Task to carry out
Convert every line of the records below into a JSON list of strings, one string per line, and omit any blank lines.

--------------------------------------------------

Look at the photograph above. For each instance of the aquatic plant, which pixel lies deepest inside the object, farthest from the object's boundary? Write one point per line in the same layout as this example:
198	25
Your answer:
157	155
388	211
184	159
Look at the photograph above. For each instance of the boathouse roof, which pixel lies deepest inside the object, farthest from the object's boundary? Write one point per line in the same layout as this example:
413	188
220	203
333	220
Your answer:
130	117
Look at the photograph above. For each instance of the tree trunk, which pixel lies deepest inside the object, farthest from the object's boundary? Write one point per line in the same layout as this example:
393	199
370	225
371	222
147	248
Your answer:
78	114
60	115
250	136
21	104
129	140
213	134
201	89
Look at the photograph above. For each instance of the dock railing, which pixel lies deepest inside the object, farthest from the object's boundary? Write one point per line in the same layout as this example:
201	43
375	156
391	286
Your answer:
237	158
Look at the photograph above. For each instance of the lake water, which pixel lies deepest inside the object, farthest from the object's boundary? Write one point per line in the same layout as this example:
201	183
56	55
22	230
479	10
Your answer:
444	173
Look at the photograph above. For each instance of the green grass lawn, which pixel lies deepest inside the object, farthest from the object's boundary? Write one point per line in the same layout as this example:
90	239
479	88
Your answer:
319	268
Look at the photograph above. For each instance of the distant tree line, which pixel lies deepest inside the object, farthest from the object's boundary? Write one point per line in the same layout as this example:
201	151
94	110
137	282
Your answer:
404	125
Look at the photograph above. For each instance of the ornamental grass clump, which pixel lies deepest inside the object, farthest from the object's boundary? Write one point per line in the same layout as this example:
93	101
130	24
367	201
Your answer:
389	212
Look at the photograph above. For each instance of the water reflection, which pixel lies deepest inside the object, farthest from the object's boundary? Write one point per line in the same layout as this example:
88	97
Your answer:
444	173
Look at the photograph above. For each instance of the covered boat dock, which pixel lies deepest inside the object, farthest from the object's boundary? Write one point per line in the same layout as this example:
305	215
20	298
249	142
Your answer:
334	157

--------------------------------------------------

Exercise answer
[
  "Look at the photograph above. For each instance of the aquatic plant, which pixel lies deepest inside the object, farthest from the object's boundary? Write one point per line in the same layout as this example:",
  "198\t25",
  "Your answer:",
  "157\t155",
  "388\t211",
  "184\t159",
  "Look at the photograph above. For each instance of the boathouse roof, which pixel lies deepest inside the object, farthest from the object's boundary? Write one point per line in the same layout as this example:",
  "413\t188",
  "220\t203",
  "333\t220",
  "Your answer:",
  "130\t117",
  "Look at the photograph above. For each instance of the tree trunk, which pixel lies deepest inside the object, farthest from the object's boundary? Write one point per line in the same layout as this example:",
  "393\t199",
  "370\t225",
  "371\t222",
  "147\t248",
  "Your answer:",
  "78\t114",
  "60\t115",
  "250\t136",
  "21\t104",
  "129\t140",
  "213\t134",
  "201\t89",
  "Look at the photograph above. For each instance of the dock railing, which pixel lies deepest inside the object, farthest from the object's boundary? Write one point per line in the same layout as this example:",
  "201\t43",
  "375\t156",
  "391\t286",
  "Your answer:",
  "237\t158",
  "Look at the photograph above. For each instance of the lake water, which pixel lies deepest inside the object, farthest from the object's boundary? Write one point per line in the same layout as this example:",
  "201\t183",
  "56\t55",
  "22\t230",
  "479\t10",
  "Your answer:",
  "444\t173",
  "Look at the photograph above. For each instance of the green grass lawn, which pixel lies deepest inside the object, farthest from the object's boundary? Write one point per line in the same layout as this example:",
  "90\t239",
  "479\t88",
  "Your answer:",
  "319\t268",
  "Look at the photograph above. For each instance of the distant tree line, which pixel lies deepest inside the object, farthest from the object's boundary? Write one point per line in the same layout as this example:",
  "201\t151",
  "94\t110",
  "137\t282",
  "Your answer:",
  "404\t125",
  "Look at the photograph above. For each instance of the ornamental grass clump, which pixel lies deepest inside the object, farthest from the object's boundary? Write one point per line in the same layout as this example:",
  "93\t101",
  "130\t24",
  "367\t201",
  "Your answer:",
  "389\t212",
  "Look at the photograph above. For each instance of the water reflection, which pixel lies deepest inside the object, farthest from the object's boundary? Write one point per line in the same layout as this example:",
  "88\t97",
  "Your answer:",
  "444\t173",
  "Look at the photograph above. For each instance of the covered boat dock, which pixel lies deepest inside the object, farthest from the object's boundary? Write one point per line in the same layout as this example:",
  "305\t215",
  "20\t298",
  "249\t142",
  "Your answer:",
  "334\t157"
]